#### Task directions
Copy out the listing below, changing every "supplied" to "provided" and keeping everything else the same.
══════════════════════════════
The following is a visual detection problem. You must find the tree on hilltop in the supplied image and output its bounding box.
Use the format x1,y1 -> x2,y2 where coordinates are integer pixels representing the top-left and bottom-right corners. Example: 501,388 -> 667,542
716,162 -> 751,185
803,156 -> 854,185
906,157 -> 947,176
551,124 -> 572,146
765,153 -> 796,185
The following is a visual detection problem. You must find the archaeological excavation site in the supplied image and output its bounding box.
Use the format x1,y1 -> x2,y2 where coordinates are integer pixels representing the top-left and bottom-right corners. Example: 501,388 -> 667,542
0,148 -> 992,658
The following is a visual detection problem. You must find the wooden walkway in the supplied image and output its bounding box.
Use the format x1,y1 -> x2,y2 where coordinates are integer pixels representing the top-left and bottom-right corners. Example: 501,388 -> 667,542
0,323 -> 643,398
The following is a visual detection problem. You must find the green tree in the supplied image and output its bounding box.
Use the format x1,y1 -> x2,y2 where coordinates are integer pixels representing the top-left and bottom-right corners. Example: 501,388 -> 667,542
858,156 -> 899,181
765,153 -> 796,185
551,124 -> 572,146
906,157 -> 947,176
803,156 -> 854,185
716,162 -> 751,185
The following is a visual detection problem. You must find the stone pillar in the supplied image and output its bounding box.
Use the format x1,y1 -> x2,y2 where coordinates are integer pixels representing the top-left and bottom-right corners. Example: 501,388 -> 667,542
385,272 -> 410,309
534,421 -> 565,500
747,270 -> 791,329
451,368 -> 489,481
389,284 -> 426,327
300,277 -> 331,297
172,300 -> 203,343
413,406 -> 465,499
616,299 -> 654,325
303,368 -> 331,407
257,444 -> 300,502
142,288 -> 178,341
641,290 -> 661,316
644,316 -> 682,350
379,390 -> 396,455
══════════════════════════════
#### Finished exercise
The following is a visual detection problem. You must find the tree on hilltop in the provided image and output its bounding box.
Use the format x1,y1 -> x2,y2 where coordinates are integer pixels representing the top-left and bottom-right corners. Example: 501,388 -> 667,542
716,162 -> 751,185
803,156 -> 854,185
906,157 -> 947,176
551,124 -> 572,146
765,153 -> 796,185
The following is a visual detection problem. You must find the archaeological excavation site in the provided image and output its bounding box.
Use the format x1,y1 -> x2,y2 where coordinates are integer pixels representing the top-left and bottom-right corners. Example: 501,388 -> 667,542
0,148 -> 992,658
The following is a visual detection problem. You must find the wooden walkway in the provided image and output its bounding box.
Use the format x1,y1 -> x2,y2 where coordinates are integer pixels representing the top-left and bottom-right corners. Example: 501,388 -> 667,542
0,323 -> 643,398
The following is a visual detection problem. You must find the green tree in the provided image and output its bounding box.
Use the format x1,y1 -> x2,y2 where coordinates are integer pixels representing the top-left and bottom-right corners. Example: 501,388 -> 667,542
858,156 -> 899,181
765,153 -> 796,185
551,124 -> 572,146
906,157 -> 947,176
803,156 -> 854,185
716,162 -> 751,185
The following is a visual detection problem. You must find the stone pillar in the provided image and output its bounding box.
Use the format x1,y1 -> x2,y2 where coordinates are integer pixels representing the top-left and bottom-right corners. Example: 501,388 -> 667,542
385,272 -> 410,309
534,421 -> 565,500
747,270 -> 791,329
451,368 -> 489,481
389,284 -> 426,327
300,277 -> 331,297
172,300 -> 203,343
413,406 -> 465,499
616,299 -> 654,325
303,368 -> 331,407
257,444 -> 300,502
142,288 -> 178,341
641,290 -> 661,316
644,316 -> 682,350
379,390 -> 396,455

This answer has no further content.